YOUR TASK – Provide the entries once more, identical in every word.

_ _ _ _ _

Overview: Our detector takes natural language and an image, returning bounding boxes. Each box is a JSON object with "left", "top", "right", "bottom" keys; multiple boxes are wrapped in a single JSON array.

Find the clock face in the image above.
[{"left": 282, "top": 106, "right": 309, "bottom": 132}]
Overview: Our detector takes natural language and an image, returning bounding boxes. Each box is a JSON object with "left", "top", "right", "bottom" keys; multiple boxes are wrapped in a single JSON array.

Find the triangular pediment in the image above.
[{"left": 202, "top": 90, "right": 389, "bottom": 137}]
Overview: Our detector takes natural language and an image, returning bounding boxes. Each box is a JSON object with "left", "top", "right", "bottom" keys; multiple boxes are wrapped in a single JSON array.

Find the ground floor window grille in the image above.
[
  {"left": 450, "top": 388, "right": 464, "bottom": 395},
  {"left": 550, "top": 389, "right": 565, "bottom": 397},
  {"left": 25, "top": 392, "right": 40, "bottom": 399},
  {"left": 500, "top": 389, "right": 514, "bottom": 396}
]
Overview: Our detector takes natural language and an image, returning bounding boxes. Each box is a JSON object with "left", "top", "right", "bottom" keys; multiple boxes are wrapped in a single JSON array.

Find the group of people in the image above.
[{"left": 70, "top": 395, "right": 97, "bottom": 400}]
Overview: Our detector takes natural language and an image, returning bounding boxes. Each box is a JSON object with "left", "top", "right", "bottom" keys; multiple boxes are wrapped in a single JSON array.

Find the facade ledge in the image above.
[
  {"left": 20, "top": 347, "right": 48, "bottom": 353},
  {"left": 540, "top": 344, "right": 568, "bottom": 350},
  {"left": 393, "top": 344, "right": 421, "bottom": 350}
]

_ _ _ _ _

REPLY –
Overview: Our detector takes natural language and an image, returning bounding boxes. Each box is a JSON object with "left", "top", "right", "bottom" keys; multiple boxes are wrapped in a single JSON array.

Find the clock face in the image above.
[{"left": 282, "top": 106, "right": 309, "bottom": 132}]
Overview: Our detector takes natural language and an image, returning bounding boxes. Each box is a JSON object with "left", "top", "right", "bottom" keys; multiple boxes are wrapped in a single JSON array.

Find the triangular pediment in the image above.
[{"left": 202, "top": 90, "right": 389, "bottom": 137}]
Overview: Our detector takes natural language and an image, returning bounding boxes. Each box is a JSON object with "left", "top", "right", "bottom" keys; multiple boxes are wrapped in a single JSON array.

Find the ground floor window grille in the image above.
[
  {"left": 450, "top": 388, "right": 464, "bottom": 395},
  {"left": 550, "top": 389, "right": 565, "bottom": 397},
  {"left": 25, "top": 392, "right": 40, "bottom": 399},
  {"left": 500, "top": 389, "right": 514, "bottom": 396}
]
Overview: Our detector takes natural language and an image, returning bounding boxes. Each box is a JSON object with "left", "top", "right", "bottom" keys; multiple boxes are wrapped in a single JSON array.

Find the group of people in the image above.
[{"left": 70, "top": 395, "right": 97, "bottom": 400}]
Overview: Our detector takes natural language and an image, returning bounding boxes. Each box is a JSON object with "left", "top", "right", "bottom" keys; multiple boxes are wrapped in a single JSON array.

Find the facade ledge in the image above.
[
  {"left": 20, "top": 347, "right": 48, "bottom": 353},
  {"left": 540, "top": 344, "right": 568, "bottom": 350},
  {"left": 393, "top": 344, "right": 421, "bottom": 350}
]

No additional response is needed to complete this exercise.